**SOURCE TEXT**
Segment Open
In 1984, at a time of tumultuous historical change for Europe, when Slovenia was still part of Yugoslavia, NSK was born, controversial because it remembers the Nazi annexation of the Slovenian state during World War II. In 1991, NSK became a sovereign state and in 2017 participated in the Venice 
Biennale, claiming to be a “state without state.” In fact, this pavilion poses the most pressing issues in today’s states: migration, citizenship, history and identity. At a time when Europe, and more generally the world, looks at news events, such as terrorism, where fragmentation and antagonism seem to be the only possible prospects, this pavilion is the only one capable of imagining a new community.
A hard, as well as contemporary topic today. It will test you and challenge you intellectually.
Precisely because the Pavilion is free and borderless, the organisers have asked visitors to fill in a questionnaire to understand the vision of the present Europe, asking the following questions: What do you want to bring with you from Europe’s heritage (as you conceive it) to help build a new and better world? What do you want to forget or erase from Europe’s heritage (as you conceive it) to avoid repeating the mistakes of the past? What do you want to bring with you from your nation’s heritage (as you conceive it) to help build a new and better world? What do you want to forget or erase from your nation’s heritage (as you conceive it) to avoid repeating the mistakes of the past? 
Inside the pavilion, the space is divided into a ‘global disorder’ room in which the artist and citizen Ahmet Öğüt, invited to shape the Pavilion’s installation through the conceptual and physical experience of gravity, starts with the notion of status, and the definition of citizenship and bureaucracy connected to it.
The NSK delegates are: Bisan Abu Eisheh, Azra Akshamija, Djordje Balzamović, Safia Dickersbach, Claudio Donadel, Michael Fehr, Roza El-Hassan, Kendell Geers, Sarah lunaček, Sohrab Mohebbi, Victor Mutelekesha, Ahmet Öğüt and Malina Suliman.
Segment Closed
**QUESTIONS ON THE MATERIAL**
1. Name the issues that the NSK pavilion text says the pavilion poses as the most pressing in today's states.
2. Write out the passage from the NSK pavilion text that starts at the words "In 1984, at" and ends after "a new community.".

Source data
Segment Open
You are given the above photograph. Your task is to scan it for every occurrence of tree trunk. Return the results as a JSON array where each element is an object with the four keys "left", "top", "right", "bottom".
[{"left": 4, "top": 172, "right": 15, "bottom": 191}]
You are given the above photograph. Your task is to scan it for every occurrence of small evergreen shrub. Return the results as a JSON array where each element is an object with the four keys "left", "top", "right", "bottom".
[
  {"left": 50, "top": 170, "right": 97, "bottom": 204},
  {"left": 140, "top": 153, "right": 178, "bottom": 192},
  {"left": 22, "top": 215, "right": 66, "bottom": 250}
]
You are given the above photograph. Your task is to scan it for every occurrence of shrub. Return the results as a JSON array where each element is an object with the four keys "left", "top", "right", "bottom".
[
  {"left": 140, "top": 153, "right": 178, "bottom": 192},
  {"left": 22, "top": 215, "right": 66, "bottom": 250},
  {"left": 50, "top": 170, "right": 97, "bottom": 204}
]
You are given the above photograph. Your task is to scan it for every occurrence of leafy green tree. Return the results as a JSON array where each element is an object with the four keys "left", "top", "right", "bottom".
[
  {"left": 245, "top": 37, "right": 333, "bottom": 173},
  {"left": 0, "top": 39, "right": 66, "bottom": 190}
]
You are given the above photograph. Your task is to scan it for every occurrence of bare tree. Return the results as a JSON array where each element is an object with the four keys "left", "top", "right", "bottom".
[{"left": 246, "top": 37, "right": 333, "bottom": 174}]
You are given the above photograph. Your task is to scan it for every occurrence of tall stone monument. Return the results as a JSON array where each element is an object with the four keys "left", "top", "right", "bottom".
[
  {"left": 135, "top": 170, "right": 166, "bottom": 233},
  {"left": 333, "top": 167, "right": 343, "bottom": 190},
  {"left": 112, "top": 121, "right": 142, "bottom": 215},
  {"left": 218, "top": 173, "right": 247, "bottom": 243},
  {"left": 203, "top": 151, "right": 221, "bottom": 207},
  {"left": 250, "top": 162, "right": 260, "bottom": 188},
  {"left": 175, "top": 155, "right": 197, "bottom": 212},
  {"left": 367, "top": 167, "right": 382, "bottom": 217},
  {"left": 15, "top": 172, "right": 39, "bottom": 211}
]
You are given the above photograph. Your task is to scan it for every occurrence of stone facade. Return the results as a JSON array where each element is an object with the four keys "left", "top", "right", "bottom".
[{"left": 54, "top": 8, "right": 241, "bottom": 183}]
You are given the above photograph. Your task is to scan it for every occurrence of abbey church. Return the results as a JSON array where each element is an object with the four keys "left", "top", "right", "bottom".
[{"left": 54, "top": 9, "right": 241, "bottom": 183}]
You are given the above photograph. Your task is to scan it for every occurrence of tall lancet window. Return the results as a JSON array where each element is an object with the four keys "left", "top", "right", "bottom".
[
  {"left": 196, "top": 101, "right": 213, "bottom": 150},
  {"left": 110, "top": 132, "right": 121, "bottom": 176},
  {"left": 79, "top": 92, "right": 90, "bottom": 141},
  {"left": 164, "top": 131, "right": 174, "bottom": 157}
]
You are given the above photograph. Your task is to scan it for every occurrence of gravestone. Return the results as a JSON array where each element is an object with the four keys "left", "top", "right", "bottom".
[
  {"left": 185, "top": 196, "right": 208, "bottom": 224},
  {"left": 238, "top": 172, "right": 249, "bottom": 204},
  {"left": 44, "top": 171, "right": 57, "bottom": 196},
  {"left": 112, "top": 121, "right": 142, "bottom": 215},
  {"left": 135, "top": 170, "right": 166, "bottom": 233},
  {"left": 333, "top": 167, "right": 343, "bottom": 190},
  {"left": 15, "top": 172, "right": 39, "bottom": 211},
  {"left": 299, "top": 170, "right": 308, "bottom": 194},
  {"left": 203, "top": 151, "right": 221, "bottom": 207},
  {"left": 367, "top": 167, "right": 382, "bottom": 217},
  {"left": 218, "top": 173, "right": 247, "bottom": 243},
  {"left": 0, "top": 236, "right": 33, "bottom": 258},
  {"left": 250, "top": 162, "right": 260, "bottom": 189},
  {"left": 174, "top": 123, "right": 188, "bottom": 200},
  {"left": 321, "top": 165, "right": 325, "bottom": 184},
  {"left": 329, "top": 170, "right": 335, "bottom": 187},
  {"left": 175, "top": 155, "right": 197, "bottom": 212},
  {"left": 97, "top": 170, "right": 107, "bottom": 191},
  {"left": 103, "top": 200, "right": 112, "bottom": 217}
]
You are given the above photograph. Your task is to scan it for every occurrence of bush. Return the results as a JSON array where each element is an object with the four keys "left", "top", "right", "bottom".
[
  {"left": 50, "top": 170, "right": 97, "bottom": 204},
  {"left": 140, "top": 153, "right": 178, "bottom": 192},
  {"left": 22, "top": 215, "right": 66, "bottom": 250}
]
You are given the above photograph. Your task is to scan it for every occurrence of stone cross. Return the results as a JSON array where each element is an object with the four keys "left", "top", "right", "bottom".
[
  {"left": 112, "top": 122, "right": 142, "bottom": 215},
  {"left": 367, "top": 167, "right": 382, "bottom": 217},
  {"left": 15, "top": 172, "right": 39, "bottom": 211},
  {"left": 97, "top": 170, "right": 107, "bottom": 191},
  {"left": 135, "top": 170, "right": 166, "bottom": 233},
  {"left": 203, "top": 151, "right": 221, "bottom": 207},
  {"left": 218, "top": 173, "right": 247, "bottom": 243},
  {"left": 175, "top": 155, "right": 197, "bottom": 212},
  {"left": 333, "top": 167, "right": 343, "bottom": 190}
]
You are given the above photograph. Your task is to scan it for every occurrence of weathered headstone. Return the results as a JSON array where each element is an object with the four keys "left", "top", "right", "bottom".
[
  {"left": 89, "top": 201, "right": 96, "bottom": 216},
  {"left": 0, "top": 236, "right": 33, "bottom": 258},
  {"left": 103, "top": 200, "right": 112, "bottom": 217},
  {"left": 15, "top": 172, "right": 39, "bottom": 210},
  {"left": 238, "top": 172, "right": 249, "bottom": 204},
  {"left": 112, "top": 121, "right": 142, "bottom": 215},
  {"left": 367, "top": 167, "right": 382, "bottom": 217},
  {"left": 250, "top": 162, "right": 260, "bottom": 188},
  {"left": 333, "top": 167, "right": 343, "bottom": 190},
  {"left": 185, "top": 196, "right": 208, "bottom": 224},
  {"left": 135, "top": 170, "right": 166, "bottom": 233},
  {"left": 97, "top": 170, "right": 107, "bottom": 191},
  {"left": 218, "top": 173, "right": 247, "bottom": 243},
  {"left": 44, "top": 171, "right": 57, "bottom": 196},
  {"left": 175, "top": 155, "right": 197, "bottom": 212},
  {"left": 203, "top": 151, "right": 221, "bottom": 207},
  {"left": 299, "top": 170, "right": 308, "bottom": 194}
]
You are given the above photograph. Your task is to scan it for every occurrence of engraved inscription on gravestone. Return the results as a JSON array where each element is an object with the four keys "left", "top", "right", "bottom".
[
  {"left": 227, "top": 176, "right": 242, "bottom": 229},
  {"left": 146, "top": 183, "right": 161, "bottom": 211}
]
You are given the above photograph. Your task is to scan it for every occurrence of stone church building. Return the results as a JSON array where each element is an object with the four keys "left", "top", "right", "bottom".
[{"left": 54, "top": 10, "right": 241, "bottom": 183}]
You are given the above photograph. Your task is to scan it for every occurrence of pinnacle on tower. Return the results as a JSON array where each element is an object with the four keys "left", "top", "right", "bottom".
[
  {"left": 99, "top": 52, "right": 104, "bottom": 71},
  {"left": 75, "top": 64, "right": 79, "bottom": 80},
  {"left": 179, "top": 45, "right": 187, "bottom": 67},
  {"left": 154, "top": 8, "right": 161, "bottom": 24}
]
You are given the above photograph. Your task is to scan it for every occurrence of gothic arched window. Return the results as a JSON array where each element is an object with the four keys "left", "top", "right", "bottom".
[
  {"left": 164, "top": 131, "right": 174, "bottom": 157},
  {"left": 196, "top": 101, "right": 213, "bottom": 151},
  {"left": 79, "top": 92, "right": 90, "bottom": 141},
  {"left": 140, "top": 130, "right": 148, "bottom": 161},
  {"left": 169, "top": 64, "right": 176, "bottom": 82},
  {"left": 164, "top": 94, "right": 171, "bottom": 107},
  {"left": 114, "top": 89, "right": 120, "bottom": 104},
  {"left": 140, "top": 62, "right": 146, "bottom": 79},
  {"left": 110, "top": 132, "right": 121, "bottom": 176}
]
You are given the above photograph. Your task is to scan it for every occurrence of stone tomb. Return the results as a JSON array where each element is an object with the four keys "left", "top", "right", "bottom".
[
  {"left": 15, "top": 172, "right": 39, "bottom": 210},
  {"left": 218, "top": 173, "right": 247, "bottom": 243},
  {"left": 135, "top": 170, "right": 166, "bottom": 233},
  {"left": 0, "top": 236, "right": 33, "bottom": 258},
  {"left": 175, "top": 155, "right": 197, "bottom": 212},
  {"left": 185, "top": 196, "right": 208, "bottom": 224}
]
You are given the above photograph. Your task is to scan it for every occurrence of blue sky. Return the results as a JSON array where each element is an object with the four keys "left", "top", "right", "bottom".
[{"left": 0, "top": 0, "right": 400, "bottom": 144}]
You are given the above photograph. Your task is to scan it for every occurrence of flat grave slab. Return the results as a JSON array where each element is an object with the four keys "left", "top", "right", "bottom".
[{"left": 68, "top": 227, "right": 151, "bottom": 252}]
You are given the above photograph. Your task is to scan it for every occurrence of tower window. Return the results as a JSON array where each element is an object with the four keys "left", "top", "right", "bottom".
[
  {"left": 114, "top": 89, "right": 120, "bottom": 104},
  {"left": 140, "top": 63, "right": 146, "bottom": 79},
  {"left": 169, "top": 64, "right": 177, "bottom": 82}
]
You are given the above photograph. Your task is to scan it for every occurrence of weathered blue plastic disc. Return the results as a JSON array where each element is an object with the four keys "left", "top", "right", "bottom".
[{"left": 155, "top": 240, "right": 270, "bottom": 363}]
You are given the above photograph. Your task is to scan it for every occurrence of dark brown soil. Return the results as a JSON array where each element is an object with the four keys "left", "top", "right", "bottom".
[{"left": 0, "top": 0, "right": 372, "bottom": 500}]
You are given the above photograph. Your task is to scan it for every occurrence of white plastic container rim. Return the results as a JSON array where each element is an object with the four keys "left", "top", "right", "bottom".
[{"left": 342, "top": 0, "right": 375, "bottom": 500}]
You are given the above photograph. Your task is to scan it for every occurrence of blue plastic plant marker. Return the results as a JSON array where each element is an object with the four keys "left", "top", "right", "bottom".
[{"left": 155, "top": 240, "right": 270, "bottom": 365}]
Segment Closed
**ACTIVITY ANSWERS**
1. Migration, citizenship, history and identity.

2.
In 1984, at a time of tumultuous historical change for Europe, when Slovenia was still part of Yugoslavia, NSK was born, controversial because it remembers the Nazi annexation of the Slovenian state during World War II. In 1991, NSK became a sovereign state and in 2017 participated in the Venice 
Biennale, claiming to be a “state without state.” In fact, this pavilion poses the most pressing issues in today’s states: migration, citizenship, history and identity. At a time when Europe, and more generally the world, looks at news events, such as terrorism, where fragmentation and antagonism seem to be the only possible prospects, this pavilion is the only one capable of imagining a new community.